> Problem description
Give back each entry unchanged, minus pictures.

** Start of Data to use **

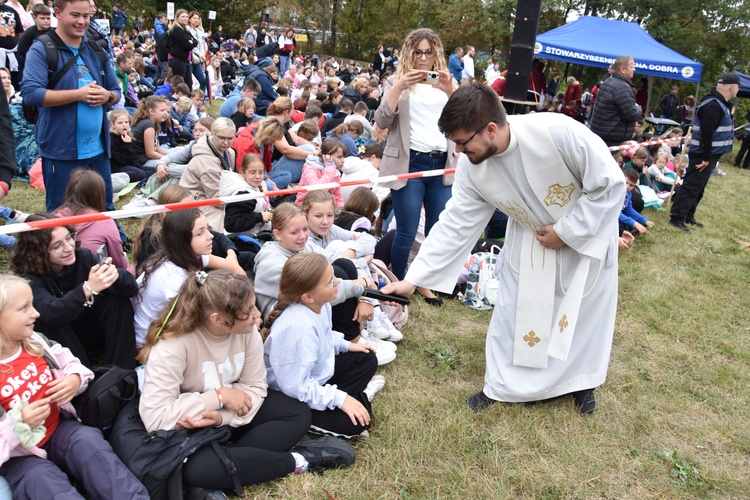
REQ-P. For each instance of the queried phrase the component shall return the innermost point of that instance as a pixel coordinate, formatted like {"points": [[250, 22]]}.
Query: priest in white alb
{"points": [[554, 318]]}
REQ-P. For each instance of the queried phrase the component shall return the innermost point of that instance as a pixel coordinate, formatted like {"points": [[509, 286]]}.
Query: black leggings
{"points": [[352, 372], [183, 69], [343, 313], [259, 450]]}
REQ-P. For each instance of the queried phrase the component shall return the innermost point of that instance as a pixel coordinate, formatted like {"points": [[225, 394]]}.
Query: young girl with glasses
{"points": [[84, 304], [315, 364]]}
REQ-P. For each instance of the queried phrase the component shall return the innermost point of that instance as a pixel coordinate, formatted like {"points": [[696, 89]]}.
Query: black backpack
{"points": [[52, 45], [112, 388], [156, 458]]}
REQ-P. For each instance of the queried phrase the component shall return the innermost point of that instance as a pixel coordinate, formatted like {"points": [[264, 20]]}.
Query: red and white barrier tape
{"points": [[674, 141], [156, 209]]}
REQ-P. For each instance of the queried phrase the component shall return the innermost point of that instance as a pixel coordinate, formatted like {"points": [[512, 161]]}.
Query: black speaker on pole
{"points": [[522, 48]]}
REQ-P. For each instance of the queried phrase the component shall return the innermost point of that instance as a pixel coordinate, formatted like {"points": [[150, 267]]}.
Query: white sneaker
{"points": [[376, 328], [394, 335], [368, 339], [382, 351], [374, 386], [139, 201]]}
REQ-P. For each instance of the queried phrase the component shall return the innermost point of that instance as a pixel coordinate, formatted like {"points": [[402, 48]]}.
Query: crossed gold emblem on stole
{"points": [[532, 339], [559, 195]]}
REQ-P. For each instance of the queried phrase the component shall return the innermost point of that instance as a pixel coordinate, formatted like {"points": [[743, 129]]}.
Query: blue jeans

** End of Data to use **

> Output for this task
REQ-P. For each instance of the queried phrase the component shall return the innermost point of that instance as a pixel coordinate, formatted like {"points": [[250, 22]]}.
Query: priest in white alb
{"points": [[554, 318]]}
REQ-P. For each instance of the queried phrase the component shall return the innermost point of that instance as a pixel coordinate, formatted like {"points": [[509, 286]]}.
Query: black leggings
{"points": [[352, 372], [183, 69], [343, 313], [259, 450]]}
REQ-P. For each instance of the queried phrase the component shall return the innermost point of that instance as a pixel coordinate, formatted like {"points": [[225, 394]]}.
Query: young girl with glasses
{"points": [[84, 304], [315, 364]]}
REQ-P. For each instance of the queried phrase the component shall return the innermost point of that instance as a pixel coordinate, formatted like {"points": [[696, 89]]}.
Query: black backpack
{"points": [[52, 45], [112, 388], [156, 458]]}
REQ-P. For each instance of the queried phrase the component shall return the innermost point of that instance as a pixel coordinate, formatted like {"points": [[264, 20]]}.
Query: red and white barrier tape
{"points": [[674, 141], [156, 209]]}
REQ-P. For each instance of the queried phrase the component shall return the innermost point of that instance as a pixel coordinate, formatted like {"points": [[512, 161]]}.
Query: black speaker on pole
{"points": [[522, 48]]}
REQ-P. For each instance of the queried phrase the component shall return the innermost point of that instance as a pixel coordinate, formatted like {"points": [[150, 267]]}.
Query: white sneaker
{"points": [[376, 328], [394, 335], [368, 339], [382, 351], [374, 386], [139, 201]]}
REQ-P. For each instance of the queried phrase the component shall return the innermost point of that instance as a pixel coordinate, formatted like {"points": [[402, 48]]}.
Query: crossed gold emblem on stole
{"points": [[532, 339], [559, 195]]}
REQ-P. For each instance of the queried phrase the component shall return the innermost point of that instance as a pixel coordinate, formatted like {"points": [[743, 129]]}.
Query: blue jeans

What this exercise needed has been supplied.